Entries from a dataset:
══════════

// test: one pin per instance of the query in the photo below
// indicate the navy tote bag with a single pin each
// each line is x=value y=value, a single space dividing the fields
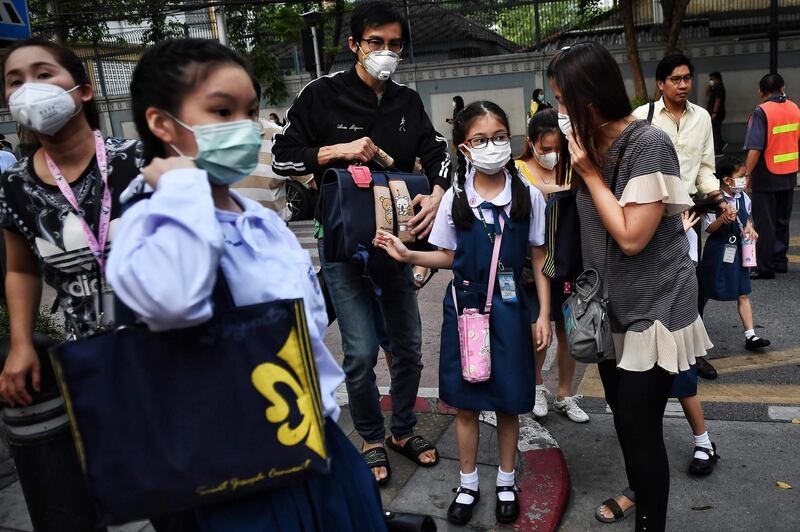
x=165 y=421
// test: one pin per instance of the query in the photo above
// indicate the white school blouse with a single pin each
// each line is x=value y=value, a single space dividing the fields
x=168 y=248
x=443 y=234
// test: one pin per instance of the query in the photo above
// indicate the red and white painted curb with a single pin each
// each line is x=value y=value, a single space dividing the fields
x=544 y=478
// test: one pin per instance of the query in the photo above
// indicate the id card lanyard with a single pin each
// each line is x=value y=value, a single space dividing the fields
x=729 y=255
x=103 y=297
x=96 y=244
x=508 y=288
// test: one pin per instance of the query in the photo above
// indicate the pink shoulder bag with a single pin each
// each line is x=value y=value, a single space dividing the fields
x=473 y=328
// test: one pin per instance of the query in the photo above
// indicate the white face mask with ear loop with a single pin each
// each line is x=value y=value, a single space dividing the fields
x=380 y=64
x=43 y=107
x=491 y=159
x=564 y=123
x=547 y=160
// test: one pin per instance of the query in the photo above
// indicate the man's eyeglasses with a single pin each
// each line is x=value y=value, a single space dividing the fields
x=477 y=143
x=374 y=45
x=676 y=80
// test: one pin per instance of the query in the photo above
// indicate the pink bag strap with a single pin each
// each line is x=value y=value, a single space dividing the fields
x=492 y=272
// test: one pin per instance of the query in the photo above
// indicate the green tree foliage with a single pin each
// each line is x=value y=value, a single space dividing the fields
x=515 y=19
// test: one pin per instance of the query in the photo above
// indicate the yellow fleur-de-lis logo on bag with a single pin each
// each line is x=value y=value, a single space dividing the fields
x=266 y=376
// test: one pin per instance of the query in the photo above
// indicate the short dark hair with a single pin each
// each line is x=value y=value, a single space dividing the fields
x=520 y=197
x=670 y=63
x=590 y=80
x=726 y=166
x=71 y=63
x=167 y=72
x=771 y=83
x=375 y=13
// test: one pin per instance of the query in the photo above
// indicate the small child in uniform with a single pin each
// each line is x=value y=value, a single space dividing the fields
x=724 y=276
x=467 y=223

══════════

## YOUR INSTRUCTIONS
Write out everything from the start of the entries down to and including the line containing "x=508 y=288", shifting every pin coordinate up by 126 and keeping all other lines as they are. Leave the pictures out.

## PROBLEM SOLUTION
// test: one pin per instance of the query in the photo below
// indicate the navy tote bag with a single pin each
// each line is x=value y=value, a single space dividing the fields
x=291 y=547
// test: one pin per instance of the query in the photo above
// indicate the white school blouse with a single pin each
// each line is x=value y=value, a single space dividing the fields
x=294 y=374
x=569 y=360
// test: one pin per instance of the query in the photo above
// indicate the red and white painted curb with a single pin each
// each line is x=value y=value, a single space dividing the fields
x=670 y=604
// test: one pin per instance of the query in the photo above
// indicate the id card lanyard with a single pin each
// each line is x=value y=value, a single space dividing the fields
x=855 y=381
x=229 y=423
x=222 y=370
x=634 y=414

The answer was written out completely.